**HOW TO COMPLETE THIS TASK:** What you return must match the records exactly, except that the pictures are gone.

Point localization data
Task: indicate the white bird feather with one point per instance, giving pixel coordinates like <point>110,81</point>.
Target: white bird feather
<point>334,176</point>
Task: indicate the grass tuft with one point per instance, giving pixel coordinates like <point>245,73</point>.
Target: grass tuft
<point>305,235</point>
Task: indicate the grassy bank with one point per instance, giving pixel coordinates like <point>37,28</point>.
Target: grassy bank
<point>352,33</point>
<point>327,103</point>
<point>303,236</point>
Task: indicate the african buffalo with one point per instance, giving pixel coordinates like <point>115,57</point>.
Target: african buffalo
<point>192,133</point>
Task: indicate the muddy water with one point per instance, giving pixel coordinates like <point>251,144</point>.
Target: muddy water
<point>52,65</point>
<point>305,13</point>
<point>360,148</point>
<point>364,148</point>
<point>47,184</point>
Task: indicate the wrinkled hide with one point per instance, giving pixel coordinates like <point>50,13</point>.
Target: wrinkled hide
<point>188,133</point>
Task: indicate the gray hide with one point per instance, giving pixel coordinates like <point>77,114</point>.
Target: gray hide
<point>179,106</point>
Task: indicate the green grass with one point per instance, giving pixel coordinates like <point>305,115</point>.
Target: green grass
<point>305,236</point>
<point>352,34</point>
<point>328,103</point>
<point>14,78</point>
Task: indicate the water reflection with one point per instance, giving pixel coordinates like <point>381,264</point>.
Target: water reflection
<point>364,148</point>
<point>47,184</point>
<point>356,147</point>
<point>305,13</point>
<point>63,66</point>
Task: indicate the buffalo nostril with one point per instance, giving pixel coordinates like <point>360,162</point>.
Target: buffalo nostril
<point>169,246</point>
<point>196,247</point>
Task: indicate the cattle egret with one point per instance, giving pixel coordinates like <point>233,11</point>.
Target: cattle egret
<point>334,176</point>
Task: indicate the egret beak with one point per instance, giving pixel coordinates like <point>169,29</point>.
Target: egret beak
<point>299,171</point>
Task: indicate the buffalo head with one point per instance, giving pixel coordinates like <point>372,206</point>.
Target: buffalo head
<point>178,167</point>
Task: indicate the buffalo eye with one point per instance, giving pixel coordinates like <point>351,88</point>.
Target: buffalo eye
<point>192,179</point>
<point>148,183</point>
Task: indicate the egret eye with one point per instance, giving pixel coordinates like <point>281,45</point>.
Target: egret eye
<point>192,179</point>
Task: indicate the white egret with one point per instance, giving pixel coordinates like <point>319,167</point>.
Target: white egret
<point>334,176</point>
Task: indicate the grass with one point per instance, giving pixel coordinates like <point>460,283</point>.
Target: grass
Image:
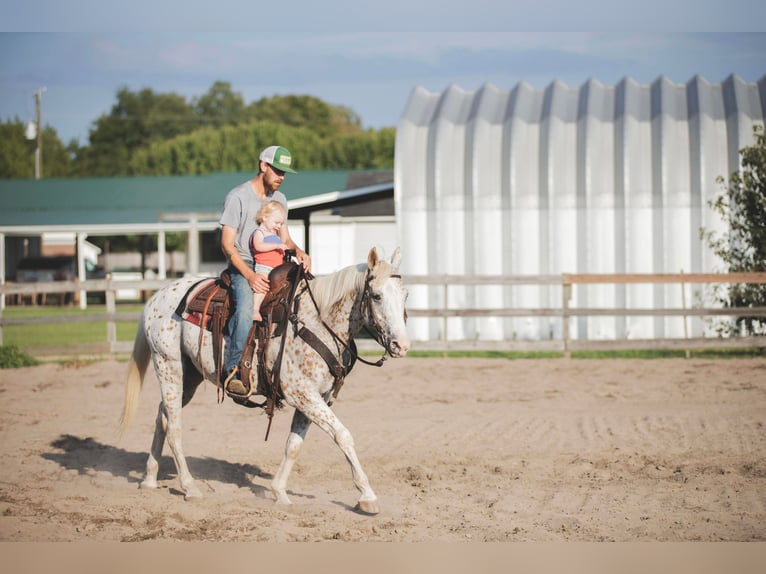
<point>50,334</point>
<point>73,333</point>
<point>12,358</point>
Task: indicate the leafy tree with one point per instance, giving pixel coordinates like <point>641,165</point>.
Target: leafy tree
<point>305,111</point>
<point>220,106</point>
<point>17,153</point>
<point>742,206</point>
<point>136,120</point>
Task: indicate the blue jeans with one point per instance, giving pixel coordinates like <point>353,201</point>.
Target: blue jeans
<point>241,319</point>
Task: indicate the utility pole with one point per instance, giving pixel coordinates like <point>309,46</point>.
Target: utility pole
<point>39,150</point>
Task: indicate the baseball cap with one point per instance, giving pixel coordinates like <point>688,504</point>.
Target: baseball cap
<point>277,157</point>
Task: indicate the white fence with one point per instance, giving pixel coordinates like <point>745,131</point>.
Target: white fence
<point>564,313</point>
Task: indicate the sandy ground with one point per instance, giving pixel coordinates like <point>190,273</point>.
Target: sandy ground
<point>456,449</point>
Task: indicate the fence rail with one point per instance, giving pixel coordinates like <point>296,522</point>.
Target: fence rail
<point>566,311</point>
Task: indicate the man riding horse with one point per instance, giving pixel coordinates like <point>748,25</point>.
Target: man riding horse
<point>237,224</point>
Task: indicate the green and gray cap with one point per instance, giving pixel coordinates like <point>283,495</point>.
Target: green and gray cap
<point>278,158</point>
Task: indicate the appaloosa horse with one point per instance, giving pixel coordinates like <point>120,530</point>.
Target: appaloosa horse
<point>333,307</point>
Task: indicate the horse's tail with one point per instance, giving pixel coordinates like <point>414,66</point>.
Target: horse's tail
<point>139,362</point>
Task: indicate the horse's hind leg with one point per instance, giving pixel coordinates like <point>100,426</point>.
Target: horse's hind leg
<point>168,425</point>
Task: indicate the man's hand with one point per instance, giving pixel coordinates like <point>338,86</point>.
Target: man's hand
<point>304,259</point>
<point>258,283</point>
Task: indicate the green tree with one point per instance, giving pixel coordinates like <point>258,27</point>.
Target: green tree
<point>135,121</point>
<point>17,153</point>
<point>305,111</point>
<point>742,206</point>
<point>220,106</point>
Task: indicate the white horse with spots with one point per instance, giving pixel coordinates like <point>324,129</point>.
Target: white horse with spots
<point>334,307</point>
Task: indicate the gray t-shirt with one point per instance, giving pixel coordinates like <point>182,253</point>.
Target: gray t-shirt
<point>239,209</point>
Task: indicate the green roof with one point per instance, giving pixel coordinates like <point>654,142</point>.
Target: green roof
<point>141,200</point>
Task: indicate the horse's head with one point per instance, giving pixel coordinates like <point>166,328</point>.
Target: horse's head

**RESPONSE TO THIS TASK:**
Task: indicate the white bird feather with one point per instance, giving pixel coordinates like <point>110,81</point>.
Target: white bird feather
<point>334,176</point>
Task: indicate the grass tuft with one point per instance, giving pixel coordinates like <point>245,73</point>.
Target: grass tuft
<point>305,235</point>
Task: indicate the grassy bank with one point per instance, giving pixel coordinates like <point>37,28</point>.
Target: grassy bank
<point>352,33</point>
<point>327,103</point>
<point>303,236</point>
Task: indicate the african buffalo with one point per instance, giving pixel coordinates like <point>115,57</point>.
Target: african buffalo
<point>192,133</point>
Task: indicate the muddy water with one point per instance, giving pixel coordinates like <point>251,144</point>.
Target: muddy water
<point>52,65</point>
<point>305,13</point>
<point>360,148</point>
<point>364,148</point>
<point>47,184</point>
Task: indicate the wrinkled hide with one point per instance, giving pixel coordinates like <point>50,13</point>.
Target: wrinkled hide
<point>188,133</point>
Task: indicate the gray hide with one point per instance, giving pixel coordinates like <point>77,114</point>.
Target: gray hide
<point>179,106</point>
Task: indicate the green grass with one point per instance, giving pixel coordinates like <point>305,115</point>.
Target: green grass
<point>305,236</point>
<point>352,34</point>
<point>328,103</point>
<point>14,78</point>
Task: indicate the water reflection with one point per instance, giving pixel coordinates like <point>381,264</point>.
Target: water reflection
<point>364,148</point>
<point>47,184</point>
<point>356,147</point>
<point>305,13</point>
<point>63,66</point>
Task: indicate the buffalo nostril with one point per instance, giving pixel coordinates like <point>360,162</point>.
Target: buffalo nostril
<point>169,246</point>
<point>196,247</point>
Task: indicate the cattle egret with one point per instance, giving pixel coordinates like <point>233,11</point>.
Target: cattle egret
<point>334,176</point>
Task: indicate the egret beak with one point per instance, giving pixel coordinates like <point>169,29</point>.
Target: egret beak
<point>299,171</point>
Task: indicate the buffalo head with one point per instance, giving pixel coordinates like <point>372,206</point>.
Target: buffalo head
<point>178,167</point>
Task: indicate the buffalo eye with one point per instance, giving pixel coordinates like <point>351,88</point>.
Target: buffalo eye
<point>192,179</point>
<point>148,183</point>
Task: indicate the egret eye with one point per instance, giving pixel coordinates like <point>281,45</point>.
Target: egret eye
<point>192,179</point>
Task: indicate the white egret with one point per instance, giving pixel coordinates like <point>319,167</point>.
Target: white egret
<point>334,176</point>
Task: indicate the grass with one point per instance, giving pixel coordinates like <point>460,283</point>.
Target: grass
Image:
<point>50,334</point>
<point>73,333</point>
<point>12,358</point>
Task: indicate the leafy tree with one point per instance, giving pixel coordinates like <point>641,165</point>.
Target: leafy tree
<point>305,111</point>
<point>220,106</point>
<point>17,153</point>
<point>742,206</point>
<point>136,120</point>
Task: indicate the blue jeans with one point per instance, giving pixel coordinates like <point>353,201</point>.
Target: blue jeans
<point>241,319</point>
Task: indicate the utility pole with one point per instance, giving pixel coordinates like <point>309,46</point>.
Target: utility pole
<point>39,150</point>
Task: indicate the baseball cap with one point per instance, giving pixel coordinates like <point>688,504</point>.
Target: baseball cap
<point>277,157</point>
Task: indicate the white fence with one point per instance, giving pixel coordinates like <point>745,131</point>.
Target: white fence
<point>564,313</point>
Task: indicate the sandy ground with one point per instance, giving pixel coordinates like <point>190,273</point>.
Target: sandy ground
<point>456,449</point>
Task: indicate the fence rail with one point per instance, giving pixel coordinates like <point>296,522</point>.
Target: fence rail
<point>566,311</point>
Task: indicate the man riding horse with one point per instance, giving pixel coordinates like <point>748,25</point>.
Target: man riding horse
<point>237,224</point>
Task: indicate the green and gray cap with one point per instance, giving pixel coordinates like <point>283,495</point>.
Target: green and gray cap
<point>278,158</point>
Task: indicate the appaloosa horse with one point per instance, giving pixel coordinates like <point>120,530</point>.
Target: appaloosa horse
<point>333,307</point>
Task: indicate the horse's tail with one point per instance, giving pixel coordinates like <point>414,66</point>.
Target: horse's tail
<point>139,362</point>
Task: indicate the horse's hind leg with one point per instance, giving pixel coordinates like <point>100,426</point>.
Target: horse's hind leg
<point>168,425</point>
Task: indicate the man's hand with one point per instance, giving pixel coordinates like <point>338,86</point>.
Target: man's hand
<point>304,259</point>
<point>258,283</point>
Task: indicate the green tree with one point per instance, giving pixel coordinates like <point>258,27</point>.
Target: green tree
<point>135,121</point>
<point>17,153</point>
<point>305,111</point>
<point>742,206</point>
<point>220,106</point>
Task: indicate the white horse with spots with one point per instance, giving pixel coordinates like <point>324,129</point>.
Target: white horse with spots
<point>334,307</point>
Task: indicate the gray t-shirt with one point per instance, giving pixel coordinates like <point>182,253</point>.
Target: gray t-shirt
<point>239,209</point>
Task: indicate the green roof with one point per instance, giving pixel coordinates like <point>654,142</point>.
Target: green roof
<point>141,200</point>
Task: indicate the horse's head with one point per instance, giving pixel coordinates like <point>166,328</point>.
Target: horse's head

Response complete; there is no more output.